**Your assignment:** Give back the entries in full, exactly as they are written.

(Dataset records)

# # #

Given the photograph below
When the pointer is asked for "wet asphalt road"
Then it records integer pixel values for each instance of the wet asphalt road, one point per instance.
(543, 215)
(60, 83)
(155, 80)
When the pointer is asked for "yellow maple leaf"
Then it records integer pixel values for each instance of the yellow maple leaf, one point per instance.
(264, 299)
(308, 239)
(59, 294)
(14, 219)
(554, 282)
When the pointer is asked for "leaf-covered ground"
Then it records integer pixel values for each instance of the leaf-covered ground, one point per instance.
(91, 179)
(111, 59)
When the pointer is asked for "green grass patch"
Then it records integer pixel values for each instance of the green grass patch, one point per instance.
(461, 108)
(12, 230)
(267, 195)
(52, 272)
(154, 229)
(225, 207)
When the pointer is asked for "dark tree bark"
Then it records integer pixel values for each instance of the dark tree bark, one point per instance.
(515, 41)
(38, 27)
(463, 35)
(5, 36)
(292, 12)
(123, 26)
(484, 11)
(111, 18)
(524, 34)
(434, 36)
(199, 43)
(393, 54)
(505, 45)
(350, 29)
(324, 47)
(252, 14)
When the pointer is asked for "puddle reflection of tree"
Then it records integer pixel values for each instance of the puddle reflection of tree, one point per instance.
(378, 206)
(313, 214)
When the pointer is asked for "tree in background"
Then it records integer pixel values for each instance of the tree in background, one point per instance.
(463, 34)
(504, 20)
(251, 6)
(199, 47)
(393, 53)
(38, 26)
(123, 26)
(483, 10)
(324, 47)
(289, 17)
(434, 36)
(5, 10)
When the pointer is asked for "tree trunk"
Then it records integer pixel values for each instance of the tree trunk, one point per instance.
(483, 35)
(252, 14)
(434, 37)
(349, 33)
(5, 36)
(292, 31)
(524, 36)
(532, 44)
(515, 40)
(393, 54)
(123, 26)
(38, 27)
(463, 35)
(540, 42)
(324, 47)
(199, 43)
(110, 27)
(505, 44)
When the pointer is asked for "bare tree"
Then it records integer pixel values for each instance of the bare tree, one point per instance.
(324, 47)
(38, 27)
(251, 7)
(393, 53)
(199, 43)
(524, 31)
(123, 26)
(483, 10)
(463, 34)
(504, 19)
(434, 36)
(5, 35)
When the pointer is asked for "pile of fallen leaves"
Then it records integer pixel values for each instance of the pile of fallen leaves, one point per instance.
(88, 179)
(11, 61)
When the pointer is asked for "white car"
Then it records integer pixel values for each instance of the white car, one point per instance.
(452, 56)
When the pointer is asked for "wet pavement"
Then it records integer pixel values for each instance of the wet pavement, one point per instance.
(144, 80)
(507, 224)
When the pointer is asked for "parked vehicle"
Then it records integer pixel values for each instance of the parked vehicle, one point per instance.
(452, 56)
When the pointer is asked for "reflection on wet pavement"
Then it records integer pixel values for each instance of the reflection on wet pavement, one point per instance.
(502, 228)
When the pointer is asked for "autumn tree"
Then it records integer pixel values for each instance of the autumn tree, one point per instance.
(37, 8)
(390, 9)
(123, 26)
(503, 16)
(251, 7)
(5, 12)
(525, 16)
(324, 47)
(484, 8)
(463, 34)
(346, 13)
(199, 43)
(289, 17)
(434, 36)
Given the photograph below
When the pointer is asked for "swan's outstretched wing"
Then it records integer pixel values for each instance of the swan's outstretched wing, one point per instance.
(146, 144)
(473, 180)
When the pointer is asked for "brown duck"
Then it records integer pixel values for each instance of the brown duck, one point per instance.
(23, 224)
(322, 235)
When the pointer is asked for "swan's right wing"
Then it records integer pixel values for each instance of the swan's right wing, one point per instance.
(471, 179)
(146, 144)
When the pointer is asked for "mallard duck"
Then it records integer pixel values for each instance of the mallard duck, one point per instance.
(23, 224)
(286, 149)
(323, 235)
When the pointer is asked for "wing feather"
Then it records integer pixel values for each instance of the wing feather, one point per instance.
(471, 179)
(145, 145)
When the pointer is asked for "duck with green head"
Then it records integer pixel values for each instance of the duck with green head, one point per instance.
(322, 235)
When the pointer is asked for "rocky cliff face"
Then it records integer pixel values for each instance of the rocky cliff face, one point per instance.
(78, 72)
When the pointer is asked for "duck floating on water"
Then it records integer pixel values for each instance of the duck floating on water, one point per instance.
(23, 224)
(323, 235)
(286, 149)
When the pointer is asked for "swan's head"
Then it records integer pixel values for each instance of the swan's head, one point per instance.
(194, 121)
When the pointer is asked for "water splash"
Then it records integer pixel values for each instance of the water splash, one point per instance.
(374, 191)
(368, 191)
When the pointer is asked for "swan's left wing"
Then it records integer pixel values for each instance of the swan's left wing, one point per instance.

# # #

**Solution to this task:**
Given the photograph below
When the pointer is asked for "wet asphalt road"
Then it records integer pixel values for each instance of the wet asphalt road, one point per instance.
(543, 215)
(60, 83)
(155, 80)
When the pointer is asked for "yellow maple leaf"
Then it records integer pixel values for each instance of the yellow maple leaf, one point per instance.
(264, 299)
(308, 239)
(59, 294)
(14, 219)
(554, 282)
When the pointer is asked for "leaf-covered ground"
Then it records integer pixel values for each instance of the leaf-covered ground, one point per instance.
(91, 179)
(111, 59)
When the pointer is asked for "green grass patch"
Then it records integer pixel values for each instance of the green grass patch, one point per instance.
(461, 108)
(12, 230)
(267, 195)
(52, 272)
(154, 229)
(225, 207)
When the pointer is asked for "dark tree bark"
Then it records integer pixel values for each instance of the dark tree bark, one point per instance.
(515, 41)
(38, 27)
(463, 35)
(5, 36)
(292, 12)
(123, 26)
(484, 11)
(111, 18)
(524, 34)
(434, 36)
(199, 43)
(393, 54)
(505, 45)
(350, 29)
(324, 47)
(252, 14)
When the pointer is asked for "puddle reflection of tree"
Then it records integer pixel values for each instance of the puddle reflection of tree, one point per instance.
(378, 206)
(313, 214)
When the pointer is asked for "tree in background"
Then it records integer pixel values for each instance of the tree in background, one point per instance.
(463, 34)
(504, 20)
(251, 6)
(199, 47)
(393, 53)
(38, 26)
(123, 26)
(483, 10)
(324, 47)
(289, 17)
(434, 36)
(5, 10)
When the pointer is asked for "tree trunk"
Then it records integer pixel values for each instance of the tree trunk, one point per instance.
(483, 35)
(252, 14)
(434, 37)
(349, 33)
(5, 36)
(292, 31)
(524, 36)
(532, 44)
(515, 40)
(393, 54)
(123, 26)
(38, 27)
(463, 35)
(540, 42)
(324, 47)
(199, 43)
(110, 27)
(505, 44)
When the pointer is asked for "bare tree"
Then it records integer pixel values for each instance of the bare tree, one point per instance.
(324, 47)
(38, 27)
(251, 7)
(393, 53)
(199, 43)
(524, 31)
(123, 26)
(483, 10)
(463, 34)
(504, 19)
(434, 36)
(5, 35)
When the pointer is asked for "pile of fallen leaves"
Then it records integer pixel values for each instance of the pile of fallen leaves, one point per instance.
(88, 179)
(11, 61)
When the pointer is asked for "white car"
Then it records integer pixel values for each instance of the white car, one point per instance.
(452, 56)
When the pointer is asked for "wet pavement"
Then it records integer pixel values for each instance of the wet pavement, one point per instance.
(144, 80)
(507, 224)
When the pointer is asked for "parked vehicle"
Then it records integer pixel values for each instance of the parked vehicle, one point per instance.
(452, 56)
When the pointer is asked for "reflection on wet pavement"
Then it records integer pixel values for each instance of the reflection on wet pavement, one point per instance.
(502, 228)
When the pointer is asked for "autumn tree"
Then it records integer pixel values for each instance of the autumn tree, one point per instance.
(37, 8)
(390, 9)
(123, 26)
(503, 16)
(251, 7)
(5, 12)
(525, 16)
(324, 47)
(484, 8)
(463, 34)
(346, 13)
(199, 43)
(289, 17)
(434, 36)
Given the photograph below
When the pointer is asked for "swan's outstretched wing"
Then it records integer pixel values for each instance of the swan's outstretched wing, one point per instance.
(146, 144)
(473, 180)
When the pointer is asked for "brown duck"
Then it records integer pixel values for each instance of the brown duck, one point per instance.
(23, 224)
(322, 235)
When the pointer is asked for "swan's right wing"
Then it records integer pixel values for each instance of the swan's right wing, one point per instance.
(471, 179)
(146, 144)
When the pointer is asked for "mallard duck"
Then it records integer pixel values for each instance of the mallard duck, one point per instance.
(23, 224)
(286, 149)
(323, 235)
When the pointer is asked for "wing feather"
Then it records integer pixel values for each instance of the wing feather, one point per instance.
(471, 179)
(145, 145)
When the pointer is asked for "duck with green head"
Then it records integer pixel values for each instance of the duck with green head, one point per instance.
(322, 235)
When the pointer is asked for "rocky cliff face"
Then it records integer pixel values for each instance of the rocky cliff face, one point per instance.
(78, 72)
When the pointer is asked for "duck floating on water"
Then it records integer pixel values for each instance of the duck floating on water, one point per instance.
(23, 224)
(323, 235)
(286, 149)
When the pointer is asked for "swan's head"
Then it records integer pixel values for each instance of the swan's head, one point per instance.
(194, 121)
When the pointer is asked for "water splash"
Then it records integer pixel values for each instance of the water splash, one point per instance.
(374, 191)
(368, 191)
When the pointer is asked for "swan's left wing"
Then it records integer pixel values for each instance of the swan's left wing, one point per instance.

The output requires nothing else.